# Start of EXTRACTED RECORDS

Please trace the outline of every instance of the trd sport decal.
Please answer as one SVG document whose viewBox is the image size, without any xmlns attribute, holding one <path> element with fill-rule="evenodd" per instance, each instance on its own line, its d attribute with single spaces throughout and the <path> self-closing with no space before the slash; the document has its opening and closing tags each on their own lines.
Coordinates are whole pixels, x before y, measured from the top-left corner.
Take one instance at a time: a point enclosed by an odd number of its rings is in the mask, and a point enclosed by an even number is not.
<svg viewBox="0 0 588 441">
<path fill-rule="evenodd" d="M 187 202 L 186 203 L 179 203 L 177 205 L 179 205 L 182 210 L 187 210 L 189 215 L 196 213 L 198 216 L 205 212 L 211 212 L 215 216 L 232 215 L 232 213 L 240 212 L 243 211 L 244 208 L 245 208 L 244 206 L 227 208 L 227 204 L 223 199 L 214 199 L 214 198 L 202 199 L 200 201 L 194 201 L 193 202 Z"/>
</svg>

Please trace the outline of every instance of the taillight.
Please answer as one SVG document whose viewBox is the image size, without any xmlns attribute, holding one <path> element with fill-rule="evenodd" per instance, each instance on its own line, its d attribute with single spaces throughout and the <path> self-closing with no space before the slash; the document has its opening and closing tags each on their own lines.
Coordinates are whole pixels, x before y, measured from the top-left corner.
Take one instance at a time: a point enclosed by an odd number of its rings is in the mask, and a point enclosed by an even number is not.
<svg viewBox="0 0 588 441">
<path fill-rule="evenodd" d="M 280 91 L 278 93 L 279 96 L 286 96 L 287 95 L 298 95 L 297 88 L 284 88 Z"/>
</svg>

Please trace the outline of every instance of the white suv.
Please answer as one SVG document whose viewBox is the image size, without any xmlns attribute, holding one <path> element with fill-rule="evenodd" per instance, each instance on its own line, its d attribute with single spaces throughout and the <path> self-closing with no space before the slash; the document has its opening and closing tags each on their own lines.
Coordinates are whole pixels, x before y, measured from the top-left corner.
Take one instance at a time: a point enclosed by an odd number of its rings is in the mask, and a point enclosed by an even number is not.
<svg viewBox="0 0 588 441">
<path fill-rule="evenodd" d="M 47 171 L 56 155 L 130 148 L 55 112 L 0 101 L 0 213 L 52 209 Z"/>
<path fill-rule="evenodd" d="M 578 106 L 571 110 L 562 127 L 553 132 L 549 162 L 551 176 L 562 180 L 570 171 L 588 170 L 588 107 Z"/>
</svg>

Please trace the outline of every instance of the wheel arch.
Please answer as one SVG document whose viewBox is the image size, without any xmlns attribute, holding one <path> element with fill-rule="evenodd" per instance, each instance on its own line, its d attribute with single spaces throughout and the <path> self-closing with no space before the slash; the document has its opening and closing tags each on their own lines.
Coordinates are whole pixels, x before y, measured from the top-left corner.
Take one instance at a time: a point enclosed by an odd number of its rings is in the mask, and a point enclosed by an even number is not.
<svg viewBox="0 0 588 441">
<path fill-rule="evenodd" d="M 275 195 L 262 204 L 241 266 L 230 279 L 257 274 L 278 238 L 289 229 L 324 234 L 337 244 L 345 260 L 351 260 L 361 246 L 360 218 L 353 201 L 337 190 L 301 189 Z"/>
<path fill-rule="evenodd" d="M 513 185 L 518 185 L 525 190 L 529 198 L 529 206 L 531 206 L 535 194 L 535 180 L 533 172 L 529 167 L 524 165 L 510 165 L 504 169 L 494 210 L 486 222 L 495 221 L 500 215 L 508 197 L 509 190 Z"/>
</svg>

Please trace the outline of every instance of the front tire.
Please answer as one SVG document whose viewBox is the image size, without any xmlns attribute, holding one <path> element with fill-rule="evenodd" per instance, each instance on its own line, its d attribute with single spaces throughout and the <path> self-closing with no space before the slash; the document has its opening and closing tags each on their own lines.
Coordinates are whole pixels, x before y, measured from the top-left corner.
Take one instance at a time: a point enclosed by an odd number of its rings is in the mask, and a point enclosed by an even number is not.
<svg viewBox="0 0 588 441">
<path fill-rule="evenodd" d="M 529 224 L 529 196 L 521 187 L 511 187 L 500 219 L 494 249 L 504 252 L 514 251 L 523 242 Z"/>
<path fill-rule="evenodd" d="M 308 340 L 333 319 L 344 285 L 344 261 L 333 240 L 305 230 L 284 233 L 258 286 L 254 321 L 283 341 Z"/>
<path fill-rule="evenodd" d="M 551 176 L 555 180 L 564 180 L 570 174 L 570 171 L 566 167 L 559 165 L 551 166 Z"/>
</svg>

# End of EXTRACTED RECORDS

BRIEF
State how many lines in the material above contain the string "trace", treating uppercase and lowercase as different. Give only the number.

OUTPUT FOR THIS TASK
5